Action item: In the text below about things to do when everyone else has fled the cold, list every numbered activity with its number, giving only the first sentence of each.

Text for analysis:
Seriously. My neighborhood is deserted. This is just not right.
So here are my Top 10 Things to do When Everyone Else has Fled the Cold:
10. Get a manicure and pedicure — ask for the tropical package.
9. Catch up on your Facebook creeping. Wear your sunglasses as a disguise.
8. Pick up the dog poo in the yard that has now surfaced from melting snow. Wear shorts and sandals.
7. Deep clean the oven in your bathing suit. Feel the heat.
6. Go to happy hour and order a Sea Breeze or Bahama Mama. Bring your beach hat.
5. Drive with your convertible top down sporting mittens and a parka. Wear sunscreen strictly for the coconut smell.
4. Color your gray roots. Put a little lemon juice on there too, in case a sunbeam comes through the window.

Data excerpts:
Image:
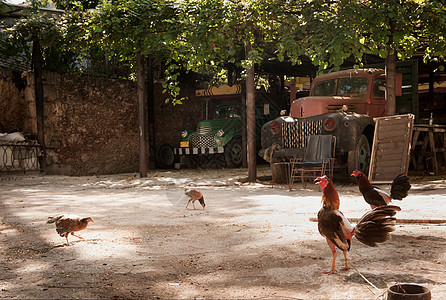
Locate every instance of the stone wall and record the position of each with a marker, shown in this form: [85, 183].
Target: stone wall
[91, 124]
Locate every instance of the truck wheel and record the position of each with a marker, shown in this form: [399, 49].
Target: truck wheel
[164, 156]
[233, 153]
[359, 158]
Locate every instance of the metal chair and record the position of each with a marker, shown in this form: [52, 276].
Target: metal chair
[317, 161]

Completed exercise:
10. Get a manicure and pedicure — ask for the tropical package.
9. Catch up on your Facebook creeping.
8. Pick up the dog poo in the yard that has now surfaced from melting snow.
7. Deep clean the oven in your bathing suit.
6. Go to happy hour and order a Sea Breeze or Bahama Mama.
5. Drive with your convertible top down sporting mittens and a parka.
4. Color your gray roots.